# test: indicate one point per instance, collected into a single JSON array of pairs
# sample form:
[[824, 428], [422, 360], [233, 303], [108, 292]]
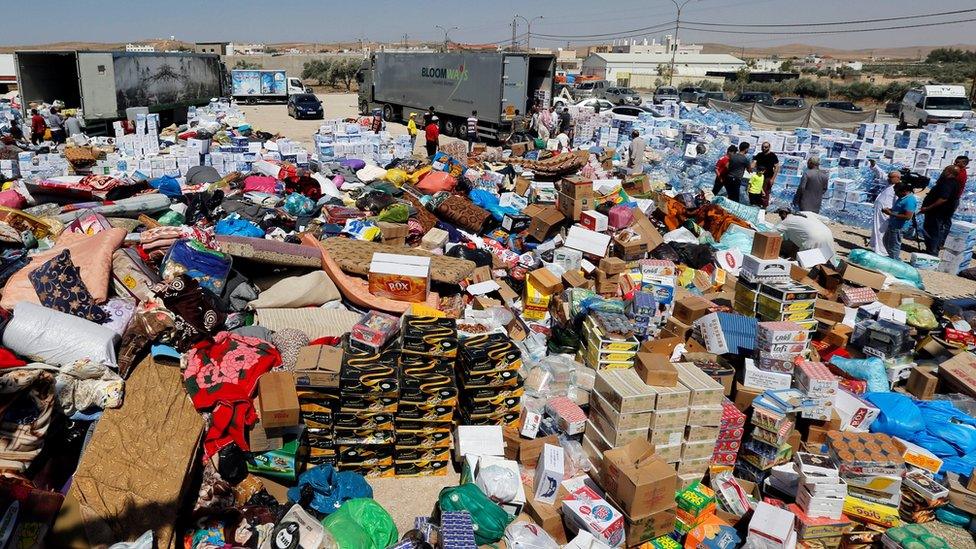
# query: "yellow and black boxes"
[[487, 373]]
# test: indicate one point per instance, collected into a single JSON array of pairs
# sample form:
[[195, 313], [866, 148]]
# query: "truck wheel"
[[451, 127]]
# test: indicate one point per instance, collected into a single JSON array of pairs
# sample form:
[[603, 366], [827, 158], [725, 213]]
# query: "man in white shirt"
[[807, 231], [885, 200]]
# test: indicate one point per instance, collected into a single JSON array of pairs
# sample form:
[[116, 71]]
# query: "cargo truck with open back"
[[270, 86], [456, 83], [104, 84]]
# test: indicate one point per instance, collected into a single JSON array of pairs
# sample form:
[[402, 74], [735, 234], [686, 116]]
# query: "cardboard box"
[[544, 220], [656, 369], [692, 308], [318, 366], [766, 245], [549, 473], [278, 400], [641, 482], [545, 281], [571, 207], [859, 276], [922, 383], [624, 390], [959, 373], [399, 277]]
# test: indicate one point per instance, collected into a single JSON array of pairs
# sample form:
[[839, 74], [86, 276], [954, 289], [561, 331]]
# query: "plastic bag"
[[373, 520], [524, 535], [498, 483], [898, 269], [899, 416], [870, 369], [331, 488], [919, 316], [489, 519]]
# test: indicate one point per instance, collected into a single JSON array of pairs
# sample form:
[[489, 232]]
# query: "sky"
[[479, 21]]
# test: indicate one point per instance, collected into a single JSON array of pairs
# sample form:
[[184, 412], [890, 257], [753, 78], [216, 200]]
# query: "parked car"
[[622, 96], [304, 105], [666, 93], [934, 104], [690, 94], [765, 98], [840, 105], [590, 103], [790, 102], [590, 88], [718, 96], [629, 112]]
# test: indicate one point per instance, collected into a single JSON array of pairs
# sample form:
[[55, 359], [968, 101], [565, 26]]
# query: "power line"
[[843, 31], [826, 24]]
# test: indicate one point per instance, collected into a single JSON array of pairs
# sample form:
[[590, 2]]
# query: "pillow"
[[315, 288], [91, 254], [59, 286]]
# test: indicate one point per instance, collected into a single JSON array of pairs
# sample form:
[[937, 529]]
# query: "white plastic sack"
[[56, 338], [371, 173], [525, 535]]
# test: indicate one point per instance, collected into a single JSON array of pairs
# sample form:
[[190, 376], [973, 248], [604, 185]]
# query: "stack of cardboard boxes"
[[487, 374], [428, 396], [620, 412]]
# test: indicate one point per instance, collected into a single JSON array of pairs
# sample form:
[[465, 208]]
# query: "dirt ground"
[[274, 118]]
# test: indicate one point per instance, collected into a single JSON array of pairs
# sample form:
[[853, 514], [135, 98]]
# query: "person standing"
[[635, 157], [813, 185], [38, 127], [878, 178], [938, 207], [766, 163], [412, 131], [884, 201], [721, 168], [472, 126], [962, 162], [56, 124], [738, 165], [899, 214], [432, 134]]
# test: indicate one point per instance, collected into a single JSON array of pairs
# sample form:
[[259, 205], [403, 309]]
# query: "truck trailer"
[[494, 84], [104, 84], [253, 85]]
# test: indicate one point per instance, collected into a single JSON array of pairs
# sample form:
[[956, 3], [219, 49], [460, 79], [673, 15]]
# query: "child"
[[898, 214]]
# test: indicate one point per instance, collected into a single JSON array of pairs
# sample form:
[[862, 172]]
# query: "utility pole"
[[674, 46]]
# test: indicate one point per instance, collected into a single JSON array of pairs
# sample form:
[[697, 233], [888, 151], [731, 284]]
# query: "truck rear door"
[[96, 79], [516, 73]]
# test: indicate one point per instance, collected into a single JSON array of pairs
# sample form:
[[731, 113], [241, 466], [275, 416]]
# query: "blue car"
[[305, 105]]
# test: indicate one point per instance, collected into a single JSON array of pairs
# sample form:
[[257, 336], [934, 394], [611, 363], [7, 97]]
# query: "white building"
[[643, 47], [144, 48], [641, 70]]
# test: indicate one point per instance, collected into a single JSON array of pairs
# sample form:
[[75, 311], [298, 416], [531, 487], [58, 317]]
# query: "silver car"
[[665, 93], [622, 96]]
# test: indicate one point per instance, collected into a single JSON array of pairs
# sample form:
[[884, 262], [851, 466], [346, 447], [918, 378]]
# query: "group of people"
[[541, 124], [732, 168], [896, 207]]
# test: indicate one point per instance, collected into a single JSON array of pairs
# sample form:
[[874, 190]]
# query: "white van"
[[934, 104]]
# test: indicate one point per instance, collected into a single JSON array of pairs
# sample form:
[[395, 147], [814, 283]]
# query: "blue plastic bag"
[[331, 488], [899, 416]]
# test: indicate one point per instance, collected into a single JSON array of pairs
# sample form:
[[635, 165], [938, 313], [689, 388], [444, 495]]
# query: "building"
[[144, 48], [245, 49], [643, 47], [642, 70], [220, 48]]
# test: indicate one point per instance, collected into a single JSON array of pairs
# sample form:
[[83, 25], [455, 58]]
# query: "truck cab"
[[934, 104]]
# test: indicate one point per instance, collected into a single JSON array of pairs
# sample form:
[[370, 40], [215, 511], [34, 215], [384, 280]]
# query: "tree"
[[246, 65]]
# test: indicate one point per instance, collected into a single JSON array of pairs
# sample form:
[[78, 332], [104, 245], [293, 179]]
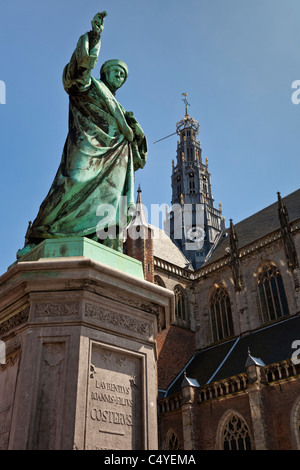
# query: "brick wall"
[[175, 348]]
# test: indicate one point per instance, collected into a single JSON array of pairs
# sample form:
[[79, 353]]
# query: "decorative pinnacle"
[[185, 102]]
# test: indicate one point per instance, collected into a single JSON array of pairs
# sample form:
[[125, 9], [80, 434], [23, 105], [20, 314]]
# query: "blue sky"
[[236, 59]]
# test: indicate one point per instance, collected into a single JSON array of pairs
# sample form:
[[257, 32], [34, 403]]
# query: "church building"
[[228, 362]]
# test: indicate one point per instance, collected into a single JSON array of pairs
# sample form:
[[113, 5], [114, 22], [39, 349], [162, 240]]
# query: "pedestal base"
[[80, 368]]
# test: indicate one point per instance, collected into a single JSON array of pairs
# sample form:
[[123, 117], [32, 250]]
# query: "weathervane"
[[185, 102], [186, 113]]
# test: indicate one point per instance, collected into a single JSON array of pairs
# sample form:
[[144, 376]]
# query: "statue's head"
[[114, 73]]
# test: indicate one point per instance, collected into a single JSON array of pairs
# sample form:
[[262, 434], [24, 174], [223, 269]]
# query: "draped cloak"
[[98, 162]]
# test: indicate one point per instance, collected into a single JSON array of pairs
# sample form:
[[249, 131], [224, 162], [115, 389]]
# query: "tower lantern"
[[200, 222]]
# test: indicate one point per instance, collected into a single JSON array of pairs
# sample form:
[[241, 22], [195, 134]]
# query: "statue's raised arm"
[[77, 73], [105, 145]]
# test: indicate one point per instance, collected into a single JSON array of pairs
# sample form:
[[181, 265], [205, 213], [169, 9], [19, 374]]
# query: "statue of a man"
[[94, 185]]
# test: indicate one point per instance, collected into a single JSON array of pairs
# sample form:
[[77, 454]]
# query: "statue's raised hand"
[[98, 22]]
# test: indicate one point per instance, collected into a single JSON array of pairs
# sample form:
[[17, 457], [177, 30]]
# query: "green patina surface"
[[80, 246], [94, 185]]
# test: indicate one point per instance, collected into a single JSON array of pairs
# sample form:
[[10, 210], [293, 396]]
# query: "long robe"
[[98, 161]]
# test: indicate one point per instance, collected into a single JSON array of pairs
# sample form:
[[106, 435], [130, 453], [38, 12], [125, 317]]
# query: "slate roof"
[[258, 225], [271, 344], [165, 249]]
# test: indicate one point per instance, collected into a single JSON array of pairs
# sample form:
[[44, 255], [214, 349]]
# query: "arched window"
[[272, 298], [220, 314], [171, 441], [180, 308], [158, 280], [295, 424], [235, 434]]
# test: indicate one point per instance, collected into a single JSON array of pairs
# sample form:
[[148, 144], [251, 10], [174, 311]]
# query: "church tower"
[[194, 223]]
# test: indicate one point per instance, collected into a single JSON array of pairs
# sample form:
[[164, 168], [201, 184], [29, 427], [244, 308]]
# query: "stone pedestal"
[[80, 369]]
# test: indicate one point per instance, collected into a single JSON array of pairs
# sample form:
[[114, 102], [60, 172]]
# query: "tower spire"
[[197, 221], [184, 99]]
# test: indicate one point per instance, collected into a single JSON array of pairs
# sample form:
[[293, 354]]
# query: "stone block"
[[80, 370]]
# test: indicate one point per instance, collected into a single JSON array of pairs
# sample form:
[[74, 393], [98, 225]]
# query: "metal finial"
[[184, 99]]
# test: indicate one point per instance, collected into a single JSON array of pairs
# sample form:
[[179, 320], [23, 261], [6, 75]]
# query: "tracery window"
[[271, 293], [220, 314], [158, 281], [236, 434], [180, 308], [171, 441]]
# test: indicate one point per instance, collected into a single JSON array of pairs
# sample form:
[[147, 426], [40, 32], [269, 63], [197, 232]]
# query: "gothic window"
[[236, 434], [295, 424], [191, 184], [171, 441], [158, 280], [220, 314], [180, 308], [271, 293]]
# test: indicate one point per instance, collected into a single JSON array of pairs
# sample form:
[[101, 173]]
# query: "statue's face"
[[115, 77]]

## Exercise directions
Pick out each line in the data above that contains the word "blue", matching case exactly, and copy those lines in full.

## Task response
# query: "blue car"
# query: "blue plastic bag"
# query: "blue sky"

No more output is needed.